WHAT YOU NEED TO DO: Print all of the data exactly.

RECORDS:
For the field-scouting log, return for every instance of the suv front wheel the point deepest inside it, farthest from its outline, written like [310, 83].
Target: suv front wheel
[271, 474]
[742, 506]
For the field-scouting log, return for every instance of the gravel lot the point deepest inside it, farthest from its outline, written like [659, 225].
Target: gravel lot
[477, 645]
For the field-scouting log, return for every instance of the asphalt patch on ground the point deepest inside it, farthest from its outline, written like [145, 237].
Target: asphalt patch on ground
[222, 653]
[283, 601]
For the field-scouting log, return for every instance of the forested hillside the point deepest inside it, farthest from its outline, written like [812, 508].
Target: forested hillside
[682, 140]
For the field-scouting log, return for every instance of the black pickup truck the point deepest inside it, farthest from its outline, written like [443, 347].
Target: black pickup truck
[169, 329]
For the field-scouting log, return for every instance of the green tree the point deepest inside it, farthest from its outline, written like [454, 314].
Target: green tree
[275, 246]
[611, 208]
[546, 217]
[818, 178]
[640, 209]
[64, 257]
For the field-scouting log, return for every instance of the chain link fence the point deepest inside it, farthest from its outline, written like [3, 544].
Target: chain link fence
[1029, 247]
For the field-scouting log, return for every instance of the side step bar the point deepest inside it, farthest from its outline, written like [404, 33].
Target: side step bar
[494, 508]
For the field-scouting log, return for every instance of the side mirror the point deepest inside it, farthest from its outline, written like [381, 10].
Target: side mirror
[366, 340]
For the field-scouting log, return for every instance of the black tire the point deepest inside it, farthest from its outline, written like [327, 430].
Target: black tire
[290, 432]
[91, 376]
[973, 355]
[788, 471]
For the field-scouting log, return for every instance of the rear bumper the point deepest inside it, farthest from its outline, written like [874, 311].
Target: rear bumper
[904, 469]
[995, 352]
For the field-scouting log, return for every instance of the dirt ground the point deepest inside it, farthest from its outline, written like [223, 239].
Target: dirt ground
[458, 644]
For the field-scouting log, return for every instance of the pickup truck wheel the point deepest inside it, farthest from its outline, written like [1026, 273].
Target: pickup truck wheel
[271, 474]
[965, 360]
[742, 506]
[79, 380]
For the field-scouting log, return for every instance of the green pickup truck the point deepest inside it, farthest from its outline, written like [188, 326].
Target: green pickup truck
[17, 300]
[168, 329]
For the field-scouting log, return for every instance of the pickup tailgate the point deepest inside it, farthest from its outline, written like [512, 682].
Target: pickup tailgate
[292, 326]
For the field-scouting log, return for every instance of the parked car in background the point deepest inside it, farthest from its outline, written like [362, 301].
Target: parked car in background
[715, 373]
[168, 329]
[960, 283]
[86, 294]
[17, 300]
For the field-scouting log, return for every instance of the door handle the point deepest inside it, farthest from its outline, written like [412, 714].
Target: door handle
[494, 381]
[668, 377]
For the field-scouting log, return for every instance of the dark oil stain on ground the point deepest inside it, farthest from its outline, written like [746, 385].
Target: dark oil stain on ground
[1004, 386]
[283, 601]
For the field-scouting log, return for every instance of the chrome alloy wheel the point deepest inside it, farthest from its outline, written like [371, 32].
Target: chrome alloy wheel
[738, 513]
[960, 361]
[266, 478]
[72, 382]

FINAL ANSWER:
For the field-scouting log, return for every instance of the suv front wheel the point deepest inside it, farthest from its outline, written like [310, 83].
Target: suv front wheel
[271, 474]
[742, 506]
For the field-scouting log, return for every instance of the gravel lot the point deepest inside it, farthest from its outline, written like [659, 225].
Target: gravel lot
[477, 645]
For the field-scouting log, return for every instance of the asphalt patch on ground the point deepest inside it, farthest from its outline, written like [145, 237].
Target: asphalt patch on ground
[222, 653]
[283, 601]
For the field-scouting log, return for every instance of the forested hillside the point deepest inside it, farthest from its outline, written like [812, 508].
Target: forested hillside
[682, 140]
For the field-scouting log, return for every instance of the black pickup truck the point deepest inside it, farthest from its outline, written like [443, 347].
Target: black pickup truck
[169, 329]
For the field-scouting log, return for every instance of the green tree the point deepest inside it, farthest from its outline, written like [454, 314].
Target: green tree
[275, 246]
[611, 208]
[546, 217]
[818, 178]
[640, 209]
[64, 257]
For the field-scouting log, return for every instance of the chain link fence the point deepest inside it, farthest from its outline, written like [3, 544].
Target: chain link fence
[1029, 247]
For the field-scouting log, return for every instance of the side step bar the point deepest inside it, farthest from its outline, written like [404, 33].
Target: side step bar
[494, 508]
For the field-scouting log, return for every instance of the side mirror the point deepest inside it, farthest from its outline, written like [381, 10].
Target: side mirror
[366, 340]
For the field-scouting log, return for every instance of the black tire the point deepest inside it, farthest from its outline, written like [327, 430].
Target: black tire
[290, 432]
[91, 376]
[973, 355]
[788, 471]
For the field-scouting log, return for every instance of the rear bumper the point deepest inside it, farthest from its outline, written like [874, 311].
Target: rear bumper
[904, 469]
[995, 352]
For the field-scouting log, return for every instance of the dirt ground the point deepest inside it, farthest from its outline, written like [223, 239].
Target: dirt ground
[458, 644]
For the field-scouting log, return for every instance of the pickup truck wheel the point deepest inside it, farthest from its outline, written like [1026, 273].
Target: pickup truck wheel
[271, 474]
[965, 360]
[742, 506]
[79, 380]
For the field-scouting log, return for every instance of the green pickup truck the point deepest inside it, farthest from its outline, written like [188, 326].
Target: green pickup truck
[17, 300]
[168, 329]
For the field-scouting log, return for every instance of the pickup tailgate the point deepest inside it, farthest from its outline, written like [512, 682].
Target: pickup tailgate
[292, 326]
For the field-scouting log, return for every instance of the parked car in background the point deepest inside it, farthest from its outline, written like [362, 301].
Target: parked car in background
[715, 373]
[168, 329]
[960, 283]
[86, 294]
[17, 300]
For the field-scouting log, return for every instance of the door handle the point deepest inside it, farthest from its outline, written like [412, 714].
Target: door handle
[494, 381]
[668, 377]
For the field-scouting log, return for every instance of the dark oil stain on ground the point deepest inside it, farthest from its outline, written like [746, 385].
Target: dark oil stain on ground
[1004, 386]
[283, 601]
For the field-scouting log, return for every instance of the chrome alloy wheel the point deepest inside it, farthest from its outline, written like [371, 32].
Target: chrome alloy wheel
[738, 513]
[960, 361]
[266, 478]
[72, 382]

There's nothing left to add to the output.